— BEGIN RECORDS PROVIDED —
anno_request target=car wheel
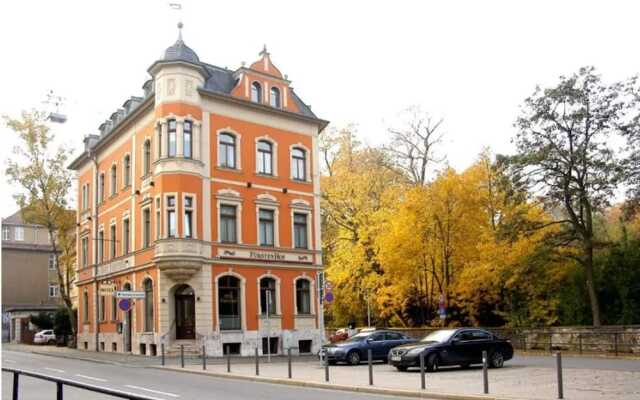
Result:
[347,351,360,365]
[427,354,440,372]
[491,350,504,368]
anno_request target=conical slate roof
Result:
[162,23,200,64]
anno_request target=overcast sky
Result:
[0,0,640,216]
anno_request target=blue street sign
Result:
[118,299,132,312]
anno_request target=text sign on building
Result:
[98,283,116,296]
[115,290,144,299]
[218,248,313,264]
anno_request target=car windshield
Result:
[345,332,371,342]
[420,330,455,343]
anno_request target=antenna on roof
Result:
[43,90,67,124]
[169,3,184,41]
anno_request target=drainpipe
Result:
[88,146,100,352]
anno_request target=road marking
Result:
[125,385,180,397]
[76,374,107,382]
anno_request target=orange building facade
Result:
[70,30,327,356]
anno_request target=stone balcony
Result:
[153,238,211,282]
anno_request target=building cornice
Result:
[198,88,329,133]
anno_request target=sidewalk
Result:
[158,360,640,400]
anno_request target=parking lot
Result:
[168,356,640,400]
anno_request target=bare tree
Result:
[385,106,444,186]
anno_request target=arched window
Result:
[218,275,242,331]
[142,140,151,176]
[269,87,280,108]
[296,279,311,314]
[110,164,118,196]
[167,119,178,157]
[218,133,236,168]
[257,140,273,175]
[182,121,193,158]
[251,82,262,103]
[142,279,153,332]
[124,154,131,187]
[291,147,307,181]
[260,277,277,315]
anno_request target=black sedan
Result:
[318,331,416,365]
[388,329,513,372]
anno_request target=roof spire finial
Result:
[260,44,269,57]
[178,21,184,42]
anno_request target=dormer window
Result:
[218,133,236,168]
[251,82,262,103]
[291,147,307,181]
[269,87,280,108]
[167,119,178,157]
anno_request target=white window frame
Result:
[215,127,242,171]
[163,192,180,239]
[140,205,153,249]
[120,211,131,256]
[181,193,198,239]
[255,135,278,178]
[256,272,282,317]
[216,189,242,244]
[49,283,60,298]
[13,226,24,242]
[289,143,311,182]
[256,201,280,248]
[49,253,58,271]
[293,275,316,316]
[109,162,118,196]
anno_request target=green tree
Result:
[512,67,640,326]
[4,111,76,332]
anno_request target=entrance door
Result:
[175,285,196,339]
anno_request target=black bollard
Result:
[367,349,373,386]
[202,344,207,370]
[482,351,489,394]
[256,347,260,376]
[160,343,164,367]
[324,353,329,382]
[556,352,564,399]
[287,347,291,379]
[420,353,427,390]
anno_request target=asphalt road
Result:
[2,351,406,400]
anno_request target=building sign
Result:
[116,290,144,299]
[218,248,313,264]
[98,283,116,296]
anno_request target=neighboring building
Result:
[2,211,61,342]
[70,25,327,355]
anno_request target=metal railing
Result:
[2,367,160,400]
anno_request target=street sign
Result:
[324,292,333,303]
[115,290,144,299]
[118,299,133,312]
[98,283,116,296]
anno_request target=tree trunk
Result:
[584,239,601,326]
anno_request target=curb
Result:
[147,366,512,400]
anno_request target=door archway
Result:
[174,285,196,339]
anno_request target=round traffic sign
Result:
[324,292,333,303]
[118,299,132,311]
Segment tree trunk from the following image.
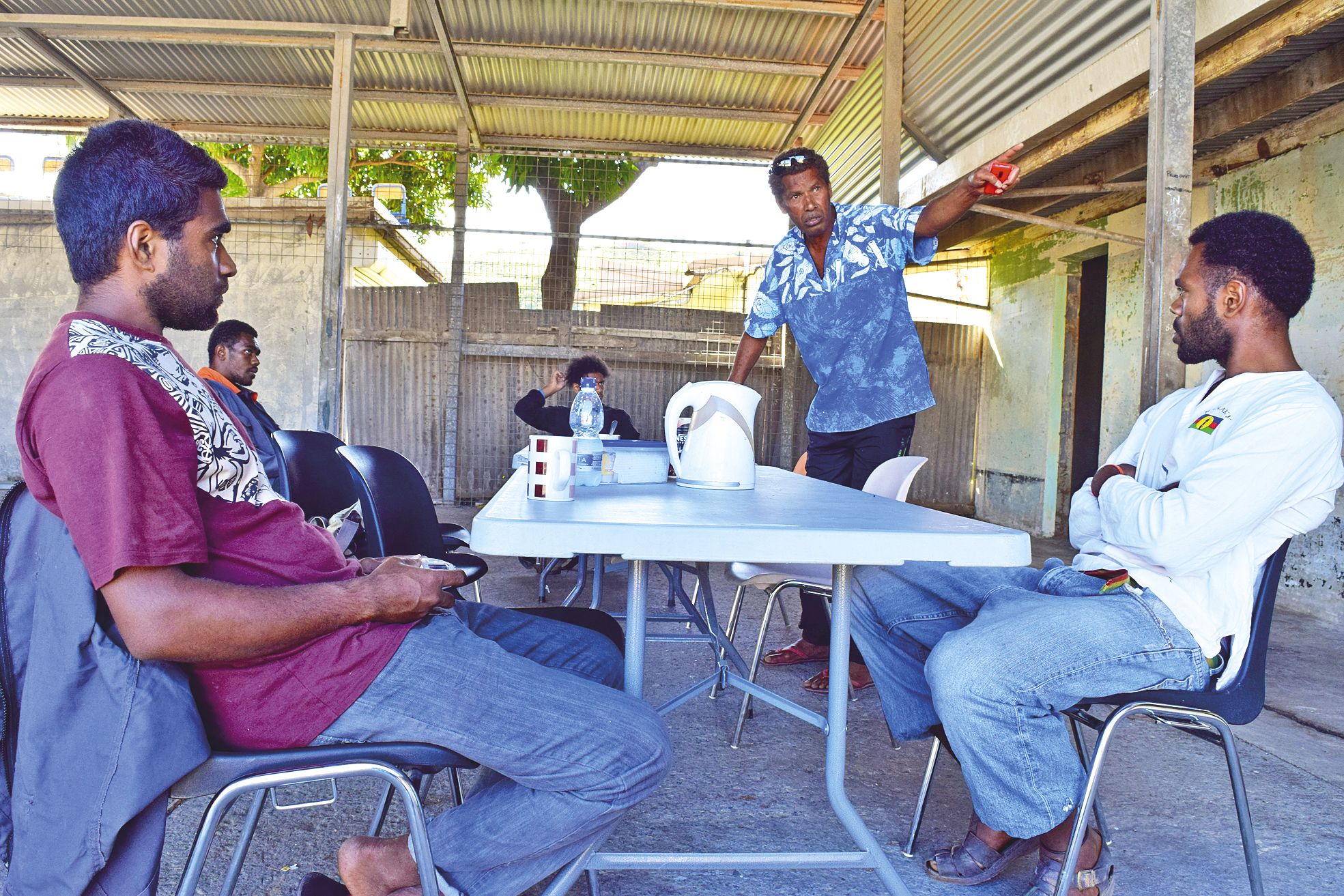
[539,190,587,312]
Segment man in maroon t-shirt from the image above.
[18,119,670,896]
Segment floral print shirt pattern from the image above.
[743,204,938,433]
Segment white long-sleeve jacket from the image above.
[1068,369,1344,682]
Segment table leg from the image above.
[625,560,649,697]
[827,566,910,896]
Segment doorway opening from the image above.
[1070,255,1106,494]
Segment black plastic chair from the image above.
[339,445,625,653]
[336,445,489,601]
[906,540,1291,896]
[273,430,359,520]
[169,742,476,896]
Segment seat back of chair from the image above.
[273,430,359,519]
[337,445,444,558]
[1085,538,1291,725]
[1215,538,1291,725]
[863,455,929,501]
— END RECORDS PROVIDED —
● WHAT THE TASK ASKS:
Copy out every line of the records above without changing a word, leaving out the pictures.

● OUTPUT FOR THIS TASK:
anno_request target=car wheel
Result:
[347,351,360,365]
[427,354,440,372]
[491,350,504,368]
anno_request target=conical slate roof
Result:
[162,23,200,64]
anno_request target=overcast sky
Result:
[0,0,640,216]
anno_request target=blue street sign
Result:
[118,299,132,312]
anno_request target=text sign on building
Result:
[98,283,116,296]
[115,290,144,299]
[218,248,313,264]
anno_request target=car windshield
Result:
[345,332,371,342]
[420,330,455,343]
anno_request target=antenna on roof
Result:
[43,90,67,124]
[169,3,184,41]
anno_request target=drainpipe
Result:
[88,146,100,352]
anno_request target=road marking
Result:
[125,385,180,397]
[76,374,107,382]
anno_request target=orange building facade
Result:
[70,30,327,356]
anno_request target=stone balcony
Result:
[153,238,211,282]
anno_request target=building cornice
Result:
[198,88,329,133]
anno_request target=sidewalk
Result:
[158,360,640,400]
anno_request target=parking lot
Result:
[168,356,640,400]
anno_request target=bare tree
Result:
[385,106,444,186]
anno_request target=arched window
Result:
[218,275,242,331]
[142,140,151,176]
[269,87,280,108]
[296,279,311,314]
[110,164,118,196]
[167,119,178,157]
[218,133,236,168]
[257,140,273,175]
[182,121,193,158]
[251,82,262,103]
[142,279,153,332]
[124,154,131,187]
[291,147,307,181]
[260,277,277,315]
anno_request target=black sedan
Result:
[318,331,416,365]
[388,329,513,372]
anno_request target=roof spire finial
Result:
[260,44,269,57]
[178,21,184,42]
anno_request target=dormer window
Result:
[218,133,236,168]
[251,82,262,103]
[291,147,307,181]
[269,87,280,108]
[167,119,178,157]
anno_request target=white window frame
Result:
[215,127,242,171]
[163,192,180,239]
[140,205,153,249]
[120,211,131,256]
[181,193,198,239]
[255,135,278,178]
[256,272,282,317]
[216,189,242,244]
[49,283,60,298]
[13,226,24,242]
[289,143,311,182]
[256,201,280,248]
[49,253,58,271]
[293,275,316,316]
[109,162,118,196]
anno_request target=green tree
Result:
[512,67,640,326]
[4,111,76,332]
anno_request target=entrance door
Result:
[175,285,196,339]
anno_request target=black bollard
Result:
[367,349,373,386]
[202,344,207,370]
[482,351,489,394]
[256,347,260,376]
[160,343,164,367]
[324,353,329,382]
[556,352,564,399]
[287,347,291,379]
[420,353,427,390]
anno_request target=asphalt road
Result:
[2,351,406,400]
anno_request target=building sign
Result:
[116,290,144,299]
[218,248,313,264]
[98,283,116,296]
anno_request target=neighboring building
Result:
[2,211,61,342]
[70,25,327,355]
anno_request target=metal railing
Result:
[2,367,160,400]
anno_request target=street sign
Result:
[324,292,333,303]
[115,290,144,299]
[118,299,133,312]
[98,283,116,296]
anno_request target=tree trunk
Result:
[584,239,601,326]
anno_request target=curb
Result:
[147,366,512,400]
anno_request target=door archway
Result:
[174,285,196,339]
anno_request target=round traffic sign
Result:
[324,292,333,303]
[118,299,132,311]
Segment tree trunk from the following image.
[539,190,587,312]
Segment man in maroon t-shirt from the image above.
[18,119,670,896]
Segment floral print shirt pattern from the image above.
[743,204,938,433]
Segment white long-sleeve jacket from the image above.
[1068,369,1344,682]
Segment table leg from the image above.
[625,560,649,697]
[827,566,910,896]
Segment doorway opening from the image above.
[1070,255,1106,494]
Segment black plastic chair from the image above.
[339,445,625,653]
[336,445,489,601]
[906,540,1291,896]
[273,430,359,520]
[169,742,476,896]
Segment seat back of chair from the image above.
[273,430,359,519]
[337,445,444,558]
[1085,538,1291,725]
[1215,538,1291,725]
[863,455,929,501]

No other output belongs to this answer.